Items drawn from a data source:
· · · · ·

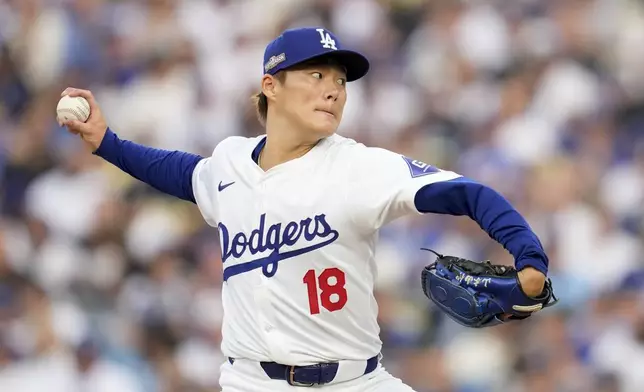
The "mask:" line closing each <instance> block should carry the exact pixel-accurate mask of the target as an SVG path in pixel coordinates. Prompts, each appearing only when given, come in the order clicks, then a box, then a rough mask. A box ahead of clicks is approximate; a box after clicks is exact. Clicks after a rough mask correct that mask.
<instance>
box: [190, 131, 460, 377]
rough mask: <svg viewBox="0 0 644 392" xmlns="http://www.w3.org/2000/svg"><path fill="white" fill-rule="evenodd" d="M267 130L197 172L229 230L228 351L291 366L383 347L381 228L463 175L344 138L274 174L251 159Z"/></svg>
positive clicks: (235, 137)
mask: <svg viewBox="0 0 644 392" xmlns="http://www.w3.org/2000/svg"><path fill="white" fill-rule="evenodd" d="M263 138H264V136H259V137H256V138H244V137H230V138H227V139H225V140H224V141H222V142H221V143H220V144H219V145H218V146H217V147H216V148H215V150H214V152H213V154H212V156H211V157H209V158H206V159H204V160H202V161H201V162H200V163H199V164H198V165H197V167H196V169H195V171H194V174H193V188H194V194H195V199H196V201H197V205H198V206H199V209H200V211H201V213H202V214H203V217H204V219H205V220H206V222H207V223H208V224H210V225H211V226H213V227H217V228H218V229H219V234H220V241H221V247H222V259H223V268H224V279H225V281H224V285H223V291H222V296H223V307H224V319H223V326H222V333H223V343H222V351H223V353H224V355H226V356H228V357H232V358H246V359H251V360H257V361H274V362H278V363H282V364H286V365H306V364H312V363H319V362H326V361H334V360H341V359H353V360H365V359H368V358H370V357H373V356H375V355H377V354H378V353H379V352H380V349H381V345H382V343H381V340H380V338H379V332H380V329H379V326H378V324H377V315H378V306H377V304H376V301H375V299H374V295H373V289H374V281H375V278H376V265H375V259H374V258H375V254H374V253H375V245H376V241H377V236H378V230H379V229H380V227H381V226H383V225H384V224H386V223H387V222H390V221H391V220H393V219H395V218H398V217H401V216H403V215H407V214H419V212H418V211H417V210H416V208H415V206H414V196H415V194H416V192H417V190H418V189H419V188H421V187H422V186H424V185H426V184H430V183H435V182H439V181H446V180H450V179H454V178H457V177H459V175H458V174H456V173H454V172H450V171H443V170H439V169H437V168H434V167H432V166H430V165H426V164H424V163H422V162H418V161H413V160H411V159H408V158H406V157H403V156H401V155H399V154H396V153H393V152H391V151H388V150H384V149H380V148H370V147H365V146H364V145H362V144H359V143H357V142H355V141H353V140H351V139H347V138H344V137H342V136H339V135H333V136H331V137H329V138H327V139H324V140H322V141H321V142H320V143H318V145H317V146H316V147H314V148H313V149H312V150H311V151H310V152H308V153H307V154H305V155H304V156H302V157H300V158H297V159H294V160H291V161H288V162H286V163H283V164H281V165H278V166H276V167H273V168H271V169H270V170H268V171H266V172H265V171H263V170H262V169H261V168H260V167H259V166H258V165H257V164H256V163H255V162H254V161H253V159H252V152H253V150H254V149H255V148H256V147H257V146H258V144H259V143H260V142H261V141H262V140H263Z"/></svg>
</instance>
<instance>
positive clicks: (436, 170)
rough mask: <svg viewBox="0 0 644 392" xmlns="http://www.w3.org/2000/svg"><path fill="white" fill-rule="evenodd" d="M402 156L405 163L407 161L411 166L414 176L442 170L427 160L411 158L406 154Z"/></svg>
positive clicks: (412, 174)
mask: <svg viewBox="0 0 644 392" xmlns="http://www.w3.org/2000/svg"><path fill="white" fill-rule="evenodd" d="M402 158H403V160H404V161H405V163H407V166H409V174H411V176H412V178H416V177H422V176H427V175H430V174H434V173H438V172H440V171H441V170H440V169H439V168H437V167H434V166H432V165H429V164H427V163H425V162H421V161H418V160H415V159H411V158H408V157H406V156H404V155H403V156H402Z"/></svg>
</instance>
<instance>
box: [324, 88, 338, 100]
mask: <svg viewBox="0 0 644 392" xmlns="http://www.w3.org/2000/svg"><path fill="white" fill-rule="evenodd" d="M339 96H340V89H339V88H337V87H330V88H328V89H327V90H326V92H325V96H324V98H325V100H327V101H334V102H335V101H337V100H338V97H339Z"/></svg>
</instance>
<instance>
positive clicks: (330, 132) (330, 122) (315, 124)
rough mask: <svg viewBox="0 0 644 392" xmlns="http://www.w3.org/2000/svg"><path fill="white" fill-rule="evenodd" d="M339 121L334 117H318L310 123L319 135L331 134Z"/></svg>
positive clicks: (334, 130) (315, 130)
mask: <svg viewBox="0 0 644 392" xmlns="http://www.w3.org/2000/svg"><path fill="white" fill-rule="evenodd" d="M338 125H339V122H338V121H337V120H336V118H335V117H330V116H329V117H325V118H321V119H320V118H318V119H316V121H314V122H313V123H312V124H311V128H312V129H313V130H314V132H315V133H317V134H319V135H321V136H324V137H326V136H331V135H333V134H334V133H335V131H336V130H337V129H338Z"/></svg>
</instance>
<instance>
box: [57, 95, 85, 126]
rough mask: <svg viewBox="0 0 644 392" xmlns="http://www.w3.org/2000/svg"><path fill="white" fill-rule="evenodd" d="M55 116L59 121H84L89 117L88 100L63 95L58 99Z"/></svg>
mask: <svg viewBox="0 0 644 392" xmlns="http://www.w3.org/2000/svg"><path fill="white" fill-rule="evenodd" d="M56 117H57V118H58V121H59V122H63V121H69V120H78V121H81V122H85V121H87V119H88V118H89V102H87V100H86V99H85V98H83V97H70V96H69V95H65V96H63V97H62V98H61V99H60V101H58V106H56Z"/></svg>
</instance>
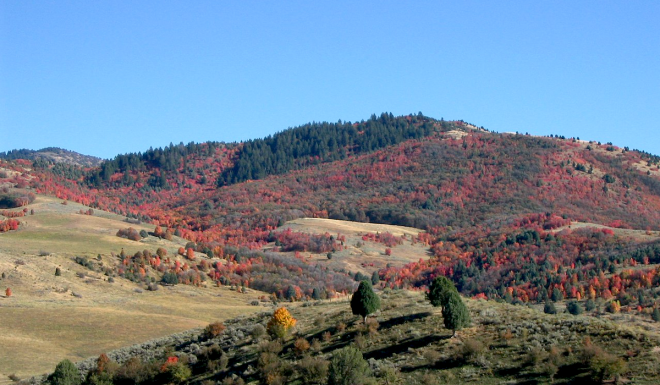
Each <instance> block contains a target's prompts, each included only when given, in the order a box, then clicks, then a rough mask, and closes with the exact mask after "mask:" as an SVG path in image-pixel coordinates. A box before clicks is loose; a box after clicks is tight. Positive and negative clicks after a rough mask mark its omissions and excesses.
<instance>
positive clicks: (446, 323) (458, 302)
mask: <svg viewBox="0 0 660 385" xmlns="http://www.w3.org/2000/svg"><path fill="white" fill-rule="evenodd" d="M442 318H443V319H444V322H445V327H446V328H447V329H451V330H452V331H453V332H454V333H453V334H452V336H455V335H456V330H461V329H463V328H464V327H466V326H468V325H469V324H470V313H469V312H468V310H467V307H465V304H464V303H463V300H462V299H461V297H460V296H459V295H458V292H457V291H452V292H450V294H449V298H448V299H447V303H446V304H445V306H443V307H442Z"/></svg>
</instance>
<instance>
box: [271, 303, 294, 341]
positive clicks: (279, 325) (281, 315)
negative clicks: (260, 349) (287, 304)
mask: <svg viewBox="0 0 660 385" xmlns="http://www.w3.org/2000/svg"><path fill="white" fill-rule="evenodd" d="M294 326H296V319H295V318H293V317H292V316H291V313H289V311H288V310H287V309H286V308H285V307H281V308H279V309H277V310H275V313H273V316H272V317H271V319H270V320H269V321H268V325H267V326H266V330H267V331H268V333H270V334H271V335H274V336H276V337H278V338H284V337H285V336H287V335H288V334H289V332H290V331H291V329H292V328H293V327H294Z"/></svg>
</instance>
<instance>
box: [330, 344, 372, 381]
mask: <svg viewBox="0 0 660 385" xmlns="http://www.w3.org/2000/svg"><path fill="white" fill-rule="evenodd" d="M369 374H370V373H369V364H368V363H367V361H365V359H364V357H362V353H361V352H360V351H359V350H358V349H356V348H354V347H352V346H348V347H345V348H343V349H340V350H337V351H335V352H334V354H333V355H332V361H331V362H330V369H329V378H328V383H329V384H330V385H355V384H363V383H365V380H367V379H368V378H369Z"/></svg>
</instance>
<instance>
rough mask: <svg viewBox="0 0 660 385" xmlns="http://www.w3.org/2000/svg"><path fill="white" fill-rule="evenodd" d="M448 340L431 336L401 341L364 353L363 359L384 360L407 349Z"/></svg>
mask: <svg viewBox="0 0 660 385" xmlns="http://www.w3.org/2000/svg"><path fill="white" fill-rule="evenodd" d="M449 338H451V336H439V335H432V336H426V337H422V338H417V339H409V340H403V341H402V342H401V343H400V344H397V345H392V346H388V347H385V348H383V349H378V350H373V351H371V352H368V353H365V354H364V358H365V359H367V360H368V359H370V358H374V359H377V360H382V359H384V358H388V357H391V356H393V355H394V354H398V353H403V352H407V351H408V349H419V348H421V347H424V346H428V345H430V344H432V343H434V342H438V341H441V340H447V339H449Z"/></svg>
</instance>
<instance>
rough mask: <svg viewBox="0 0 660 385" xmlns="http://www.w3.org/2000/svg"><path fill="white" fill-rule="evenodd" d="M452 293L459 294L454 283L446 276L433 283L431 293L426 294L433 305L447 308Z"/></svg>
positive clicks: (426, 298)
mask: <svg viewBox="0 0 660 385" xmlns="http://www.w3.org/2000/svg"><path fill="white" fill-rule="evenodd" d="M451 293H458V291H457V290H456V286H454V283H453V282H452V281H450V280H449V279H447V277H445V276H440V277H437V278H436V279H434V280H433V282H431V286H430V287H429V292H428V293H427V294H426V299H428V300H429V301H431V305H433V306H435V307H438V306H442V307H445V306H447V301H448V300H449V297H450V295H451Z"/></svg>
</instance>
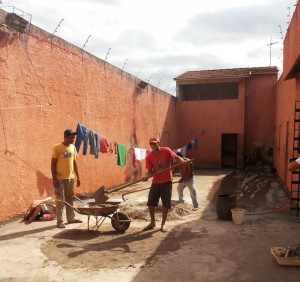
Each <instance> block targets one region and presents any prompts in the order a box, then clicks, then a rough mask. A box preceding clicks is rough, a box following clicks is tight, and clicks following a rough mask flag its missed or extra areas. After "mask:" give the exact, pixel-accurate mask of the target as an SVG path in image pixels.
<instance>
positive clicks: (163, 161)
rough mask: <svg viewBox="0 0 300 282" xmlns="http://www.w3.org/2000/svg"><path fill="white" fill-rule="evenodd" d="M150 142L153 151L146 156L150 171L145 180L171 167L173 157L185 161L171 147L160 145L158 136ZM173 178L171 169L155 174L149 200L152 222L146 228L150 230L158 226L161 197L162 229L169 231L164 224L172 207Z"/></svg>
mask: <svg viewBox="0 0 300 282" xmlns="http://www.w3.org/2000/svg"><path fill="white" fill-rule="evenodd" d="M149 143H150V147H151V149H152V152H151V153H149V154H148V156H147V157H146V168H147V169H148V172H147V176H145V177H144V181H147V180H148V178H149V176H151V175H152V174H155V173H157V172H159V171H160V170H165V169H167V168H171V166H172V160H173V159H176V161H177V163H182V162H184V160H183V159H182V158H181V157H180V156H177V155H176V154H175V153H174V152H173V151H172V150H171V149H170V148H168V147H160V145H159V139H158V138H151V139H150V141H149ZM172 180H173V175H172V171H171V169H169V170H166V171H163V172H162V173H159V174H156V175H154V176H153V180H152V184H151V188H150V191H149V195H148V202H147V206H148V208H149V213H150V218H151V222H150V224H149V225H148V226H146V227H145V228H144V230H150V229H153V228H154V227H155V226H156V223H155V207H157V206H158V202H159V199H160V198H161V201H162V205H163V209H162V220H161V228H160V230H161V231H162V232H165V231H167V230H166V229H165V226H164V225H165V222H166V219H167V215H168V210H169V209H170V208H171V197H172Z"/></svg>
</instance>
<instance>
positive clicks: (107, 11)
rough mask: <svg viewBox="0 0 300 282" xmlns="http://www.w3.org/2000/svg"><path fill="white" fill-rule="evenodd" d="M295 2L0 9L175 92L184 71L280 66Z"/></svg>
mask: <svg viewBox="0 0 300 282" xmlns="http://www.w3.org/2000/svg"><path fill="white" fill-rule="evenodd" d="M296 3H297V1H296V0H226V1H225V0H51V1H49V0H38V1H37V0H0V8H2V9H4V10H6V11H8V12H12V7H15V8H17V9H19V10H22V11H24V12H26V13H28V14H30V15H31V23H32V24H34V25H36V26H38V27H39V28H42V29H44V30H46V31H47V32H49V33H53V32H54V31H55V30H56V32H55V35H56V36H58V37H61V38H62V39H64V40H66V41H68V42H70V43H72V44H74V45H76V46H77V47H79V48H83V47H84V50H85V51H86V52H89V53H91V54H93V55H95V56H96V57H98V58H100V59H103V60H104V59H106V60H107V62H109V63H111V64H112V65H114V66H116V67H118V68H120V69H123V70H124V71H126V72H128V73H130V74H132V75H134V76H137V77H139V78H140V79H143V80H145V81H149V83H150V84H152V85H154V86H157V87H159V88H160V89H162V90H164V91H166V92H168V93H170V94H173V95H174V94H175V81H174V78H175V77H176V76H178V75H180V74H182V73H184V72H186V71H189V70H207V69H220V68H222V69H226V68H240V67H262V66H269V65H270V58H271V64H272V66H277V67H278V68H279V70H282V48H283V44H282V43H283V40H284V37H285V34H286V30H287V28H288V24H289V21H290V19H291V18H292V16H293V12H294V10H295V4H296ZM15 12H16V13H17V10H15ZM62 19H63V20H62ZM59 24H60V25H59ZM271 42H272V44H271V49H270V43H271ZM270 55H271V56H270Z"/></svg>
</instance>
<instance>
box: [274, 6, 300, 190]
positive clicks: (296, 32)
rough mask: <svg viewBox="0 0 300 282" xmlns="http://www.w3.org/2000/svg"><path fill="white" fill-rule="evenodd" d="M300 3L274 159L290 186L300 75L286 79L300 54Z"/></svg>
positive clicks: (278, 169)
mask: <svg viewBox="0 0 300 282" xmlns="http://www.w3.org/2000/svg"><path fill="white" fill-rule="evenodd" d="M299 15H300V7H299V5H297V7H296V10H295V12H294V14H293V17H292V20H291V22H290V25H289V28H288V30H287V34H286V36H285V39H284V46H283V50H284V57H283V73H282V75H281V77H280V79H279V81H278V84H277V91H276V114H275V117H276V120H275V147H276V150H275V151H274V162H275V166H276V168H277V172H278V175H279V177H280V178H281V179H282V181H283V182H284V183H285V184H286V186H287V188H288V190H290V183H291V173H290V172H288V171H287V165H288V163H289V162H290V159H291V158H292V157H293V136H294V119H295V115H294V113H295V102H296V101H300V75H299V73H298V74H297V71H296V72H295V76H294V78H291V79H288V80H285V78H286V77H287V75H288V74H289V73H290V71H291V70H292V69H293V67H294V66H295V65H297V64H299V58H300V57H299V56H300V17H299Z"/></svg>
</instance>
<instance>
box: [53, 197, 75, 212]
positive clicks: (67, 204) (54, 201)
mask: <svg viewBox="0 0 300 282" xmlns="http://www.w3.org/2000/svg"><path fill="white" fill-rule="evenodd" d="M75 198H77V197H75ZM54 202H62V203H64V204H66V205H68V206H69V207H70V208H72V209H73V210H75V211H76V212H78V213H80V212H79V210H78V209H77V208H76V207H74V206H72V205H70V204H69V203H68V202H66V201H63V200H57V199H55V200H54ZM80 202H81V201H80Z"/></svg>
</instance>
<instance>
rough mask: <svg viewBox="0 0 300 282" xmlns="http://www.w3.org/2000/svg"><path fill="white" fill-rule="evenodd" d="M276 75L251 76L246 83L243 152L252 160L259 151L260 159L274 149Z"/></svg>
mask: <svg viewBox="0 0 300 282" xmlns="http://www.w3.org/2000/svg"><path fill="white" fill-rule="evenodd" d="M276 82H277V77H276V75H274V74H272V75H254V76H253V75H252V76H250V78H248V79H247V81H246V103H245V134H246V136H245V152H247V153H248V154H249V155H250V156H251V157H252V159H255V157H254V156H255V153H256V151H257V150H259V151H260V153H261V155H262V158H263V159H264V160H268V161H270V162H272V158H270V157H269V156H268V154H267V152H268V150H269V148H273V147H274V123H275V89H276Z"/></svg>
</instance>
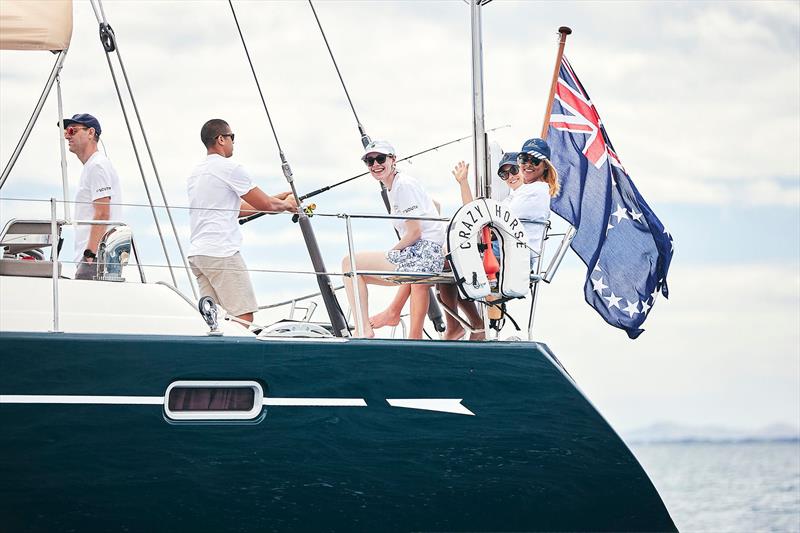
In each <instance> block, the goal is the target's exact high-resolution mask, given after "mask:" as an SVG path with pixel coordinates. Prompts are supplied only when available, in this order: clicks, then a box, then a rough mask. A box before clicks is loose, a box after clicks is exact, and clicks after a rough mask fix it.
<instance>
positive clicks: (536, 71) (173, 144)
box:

· · · · ·

Task instructions -
Copy out word for word the part running from the very first line through the line containing "box: [190, 131, 460, 377]", leaving the pictures out.

Expected answer -
The "mask:" line closing each <instance> block should carry the exact pixel-accurate mask of the target as an SVG path in pixel coordinates. Prompts, each appearing only when given, come in the order clicks, then a box, then a rough mask. A box ahead of clicks is approximate; a box after clicks is exact. Clicks after a rough mask correct that mask.
<instance>
box: [190, 131, 460, 377]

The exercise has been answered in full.